### Location identification entries

────

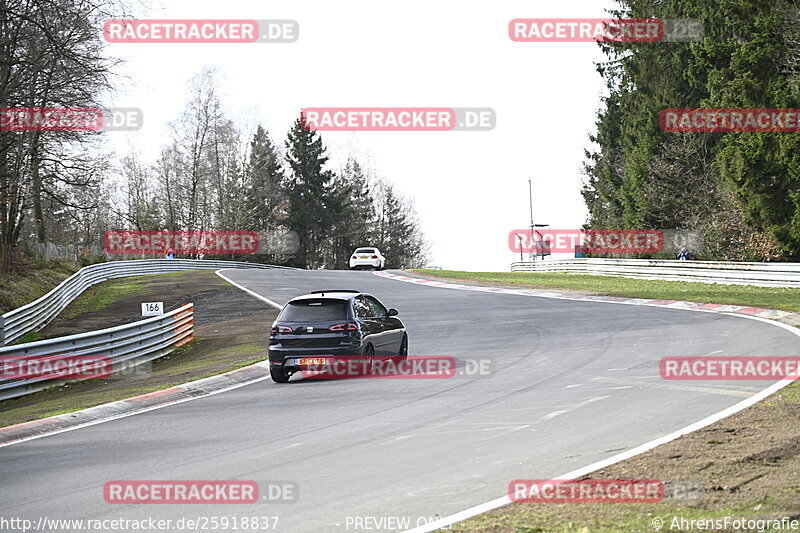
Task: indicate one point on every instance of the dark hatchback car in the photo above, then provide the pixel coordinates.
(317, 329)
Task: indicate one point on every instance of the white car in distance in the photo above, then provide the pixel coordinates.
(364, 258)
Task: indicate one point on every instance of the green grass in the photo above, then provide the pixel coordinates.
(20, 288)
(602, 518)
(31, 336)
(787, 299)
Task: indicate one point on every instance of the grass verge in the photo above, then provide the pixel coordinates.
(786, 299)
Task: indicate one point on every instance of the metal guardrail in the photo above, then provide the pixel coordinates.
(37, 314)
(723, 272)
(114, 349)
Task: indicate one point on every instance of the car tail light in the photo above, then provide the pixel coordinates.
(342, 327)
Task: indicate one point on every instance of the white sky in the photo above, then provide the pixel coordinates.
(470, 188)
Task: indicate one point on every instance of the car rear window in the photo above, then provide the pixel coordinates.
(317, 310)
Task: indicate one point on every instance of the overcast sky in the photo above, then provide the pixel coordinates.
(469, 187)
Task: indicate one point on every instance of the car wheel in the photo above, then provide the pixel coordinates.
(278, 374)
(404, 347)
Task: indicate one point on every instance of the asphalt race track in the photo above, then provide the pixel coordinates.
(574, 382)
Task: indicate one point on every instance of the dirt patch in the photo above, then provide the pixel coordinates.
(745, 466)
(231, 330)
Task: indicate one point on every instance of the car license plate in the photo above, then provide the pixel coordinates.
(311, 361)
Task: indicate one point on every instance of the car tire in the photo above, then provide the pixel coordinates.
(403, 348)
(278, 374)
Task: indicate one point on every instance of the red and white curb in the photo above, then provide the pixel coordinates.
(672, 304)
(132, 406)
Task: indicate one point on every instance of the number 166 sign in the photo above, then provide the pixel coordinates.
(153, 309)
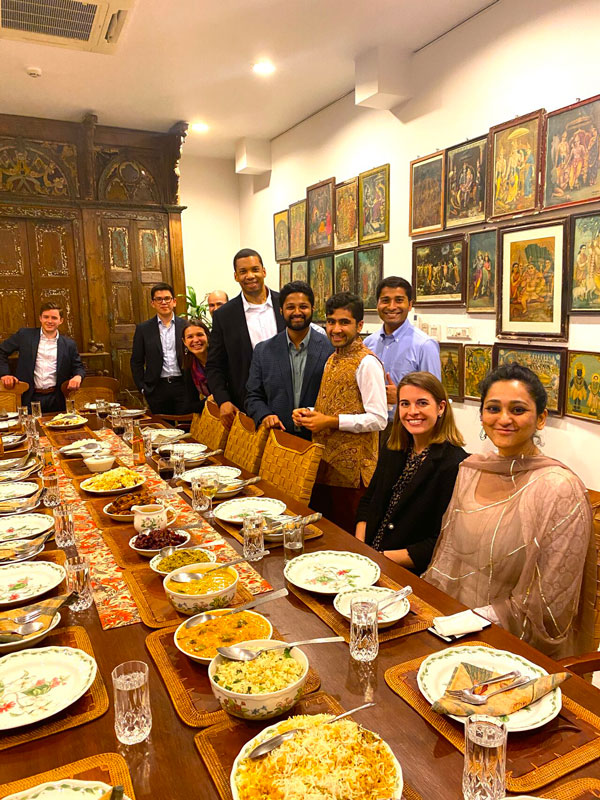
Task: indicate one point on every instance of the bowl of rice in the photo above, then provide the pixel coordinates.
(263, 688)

────

Rewrite the entries starting at the line that contains "Task: indicate one point on every instance of the dirt" and ending at the last entry, replacing "bowl of rice" with "rice bowl" and leaving everything else unchanged. Leave the pictures out of the answer.

### Exercise response
Task: indicate one point on every instance of the dirt patch in the photo above, then provide the pixel coordinates.
(745, 466)
(231, 330)
Task: indicate one point on every instance of the car license plate in the photo above, then provide the pixel coordinates.
(311, 361)
Task: indicate one point on every instance of the car tire in the photo above, then provide the pixel coordinates.
(403, 348)
(278, 374)
Task: indicate one point on every instance of the red and white curb in the photo above, then provide the pixel coordinates.
(672, 304)
(132, 406)
Task: indicate one point on every instance of the number 166 sign in the photo above, then provide the pixel coordinates.
(153, 309)
Task: indicate one point on every instance of the rice bowl in the photo above, then provide the pixel coordinates.
(263, 688)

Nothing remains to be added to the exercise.